Task requirements
Each line of the data has to be written out again exactly as shown.

Source material
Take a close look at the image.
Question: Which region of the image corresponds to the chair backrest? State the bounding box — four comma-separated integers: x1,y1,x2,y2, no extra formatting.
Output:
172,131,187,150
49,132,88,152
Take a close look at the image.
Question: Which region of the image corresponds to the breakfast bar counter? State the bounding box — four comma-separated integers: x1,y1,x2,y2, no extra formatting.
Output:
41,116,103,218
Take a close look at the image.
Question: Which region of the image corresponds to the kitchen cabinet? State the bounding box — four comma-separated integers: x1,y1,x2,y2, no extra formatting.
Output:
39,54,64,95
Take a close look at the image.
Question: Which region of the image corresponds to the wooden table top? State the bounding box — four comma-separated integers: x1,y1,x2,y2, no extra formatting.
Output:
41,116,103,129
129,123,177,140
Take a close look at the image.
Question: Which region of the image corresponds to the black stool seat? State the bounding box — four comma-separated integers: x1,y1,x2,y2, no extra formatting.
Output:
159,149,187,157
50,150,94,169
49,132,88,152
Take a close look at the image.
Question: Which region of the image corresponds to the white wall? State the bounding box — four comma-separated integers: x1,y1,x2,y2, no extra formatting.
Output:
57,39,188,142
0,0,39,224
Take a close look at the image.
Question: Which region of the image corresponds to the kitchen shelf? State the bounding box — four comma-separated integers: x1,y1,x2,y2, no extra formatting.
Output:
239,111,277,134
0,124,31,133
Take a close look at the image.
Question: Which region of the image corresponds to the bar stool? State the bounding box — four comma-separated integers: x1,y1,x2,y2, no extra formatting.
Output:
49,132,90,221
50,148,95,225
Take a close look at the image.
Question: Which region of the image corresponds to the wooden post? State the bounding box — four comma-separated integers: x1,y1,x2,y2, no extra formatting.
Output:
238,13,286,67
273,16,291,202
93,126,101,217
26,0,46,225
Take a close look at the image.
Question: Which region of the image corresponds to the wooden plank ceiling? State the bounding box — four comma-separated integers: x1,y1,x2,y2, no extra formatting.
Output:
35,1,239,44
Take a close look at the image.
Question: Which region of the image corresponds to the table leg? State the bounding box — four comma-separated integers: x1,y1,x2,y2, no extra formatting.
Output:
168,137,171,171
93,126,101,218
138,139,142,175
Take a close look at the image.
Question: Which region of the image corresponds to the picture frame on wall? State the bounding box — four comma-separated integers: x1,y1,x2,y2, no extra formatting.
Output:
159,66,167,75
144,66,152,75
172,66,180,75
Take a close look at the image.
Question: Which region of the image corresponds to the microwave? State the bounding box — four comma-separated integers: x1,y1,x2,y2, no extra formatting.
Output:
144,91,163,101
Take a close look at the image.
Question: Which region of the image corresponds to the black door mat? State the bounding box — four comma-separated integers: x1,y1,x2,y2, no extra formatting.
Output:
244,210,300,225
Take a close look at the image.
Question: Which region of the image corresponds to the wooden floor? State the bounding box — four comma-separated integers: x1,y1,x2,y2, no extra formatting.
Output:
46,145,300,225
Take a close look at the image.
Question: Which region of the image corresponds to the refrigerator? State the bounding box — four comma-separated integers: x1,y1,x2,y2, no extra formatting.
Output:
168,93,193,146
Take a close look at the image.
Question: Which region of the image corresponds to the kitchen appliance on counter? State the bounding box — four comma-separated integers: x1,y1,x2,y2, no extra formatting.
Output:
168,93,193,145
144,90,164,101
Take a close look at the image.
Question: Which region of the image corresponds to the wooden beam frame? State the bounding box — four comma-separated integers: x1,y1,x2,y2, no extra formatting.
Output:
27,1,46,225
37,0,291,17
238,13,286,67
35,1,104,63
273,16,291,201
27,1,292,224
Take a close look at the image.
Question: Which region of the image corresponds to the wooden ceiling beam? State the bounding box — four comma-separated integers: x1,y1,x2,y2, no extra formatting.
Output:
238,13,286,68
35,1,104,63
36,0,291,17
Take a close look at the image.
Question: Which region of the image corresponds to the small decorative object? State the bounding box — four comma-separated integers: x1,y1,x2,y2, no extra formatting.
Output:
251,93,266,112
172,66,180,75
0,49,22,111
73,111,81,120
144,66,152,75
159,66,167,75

Expected answer
Take a close look at the image.
Question: Which region of the image corresponds to the chair backrest? State the bounding box — four comma-separated integers: x1,y1,x2,y2, no extra formatting.
Output:
172,131,187,150
49,132,88,152
Take a close look at the image.
Question: Which region of the image corresponds to the breakfast bar counter? State the bounding box — four comma-separated integers: x1,y1,x2,y2, no extra formatting.
Output:
41,116,103,218
Take a close look at the image.
Question: Which region of the image corresponds to the kitchen cabinet? State the bounding box — four comma-separated integers: x1,y1,x2,y2, no extra formatting.
Output:
39,54,64,95
Take a close look at the image.
Question: Which region of the image corresponds to the wooden table top? State the bounding box — four comma-separated integers: x1,y1,x2,y2, no extra formatting.
Output:
41,116,103,129
129,123,177,140
Take a close look at the image.
Question: Which region of the image corresponds to the black stool seat? State the bounding box — four comma-separated integers: x1,y1,x2,y2, no extra formatting.
Output:
159,149,187,157
50,150,94,169
49,132,88,152
Take a close look at the image.
Question: Which region of the image corresponds to the white wall? State the bounding box — four comma-separated integers: x1,y1,x2,y2, no extra formatting.
Output:
57,39,188,142
0,0,39,224
Take a close look at the image.
Question: Which region of the image corresponds to the kitchen shelf? State the bounding box — four comma-separated integers: x1,y1,x2,y2, no extra formatting.
Output:
239,111,277,134
0,124,31,133
Take a close look at the image.
Question: Which region of the image corresponds to the bar stool? State the bounding box — four comma-separated integers: x1,y1,x2,y2, no extra formatting.
Output:
49,132,90,221
50,148,95,225
Take a close look at the image.
Question: Which region of the image corresponds to the wooden post? State the bounding box — four comma-separated integers: x1,y1,x2,y2, no extra formatting.
Output:
238,13,286,67
273,16,291,202
93,126,101,217
26,0,46,225
Take a close look at the image.
Question: Which region of the image corresponds to the wooden plank ceiling? State the bounding box — four comma-separated integers: x1,y1,x2,y2, no extra formatting.
Output:
35,1,239,44
Take a close look at the image.
Question: Which region of the image corresponds to the table leg? State the bounding box — four comma-separated integers: x1,y1,x2,y2, no extra formatting.
Output:
168,137,171,171
93,126,101,218
138,139,142,175
Take a close look at the image.
Question: Which region of the image corresponds to the picture frame on wall? State the bounding box — four comma-separated integers: x1,y1,x2,y2, no extra formatting.
Output:
159,66,167,75
144,66,152,75
172,66,180,75
Take a close look at the image.
Question: Which region of the image corresponds to the microwave? State the bounding box — four comma-separated integers: x1,y1,x2,y2, no extra formatting.
Output:
144,91,163,101
Take a close look at the image.
Question: Which region of the image corresponds to the black door mat? State the bounding box — four comma-separated integers: x1,y1,x2,y2, no extra formatting.
Output:
244,210,300,225
Take a close look at the image.
Question: Which region of the image corresponds to the wooden floor? State the bounding box — four comma-separated integers: x1,y1,x2,y2, no extra formatting.
Output:
46,145,300,225
Take a close look at the image.
Question: Which region of the image corresponds to the refrigerator? State the bounding box — four comma-separated integers: x1,y1,x2,y2, no extra formatting.
Output:
168,93,193,146
Take a close look at the image.
Question: Which region of the image corresponds to the kitchen appliance on counter? State the bounding box — four comma-separated integers: x1,y1,x2,y2, no extra formatting.
Output:
168,93,193,145
144,90,164,101
Take a close look at the image.
Question: Which region of the image corresponds to the wooden beam frame? State the bounding box — four comma-separated integers: x1,y1,x2,y2, no extra formatting.
Output:
27,1,46,225
37,0,291,17
238,13,286,67
35,1,104,63
273,16,291,201
27,1,292,224
Take a close look at the image.
Question: Which region of the image corresponds to the wooden ceiling beam? State the bounding box — four comma-separated integers: x1,y1,x2,y2, no extra formatting.
Output:
238,13,286,68
35,1,104,63
36,0,291,17
Take a close look at the image.
Question: Which region of the image corresponds to the small decorative object? State the bounding box — four comma-separated integers: x1,y1,x2,y2, no extra formatting.
Output:
251,93,266,112
172,66,180,75
0,49,22,111
73,111,81,120
144,66,152,75
159,66,167,75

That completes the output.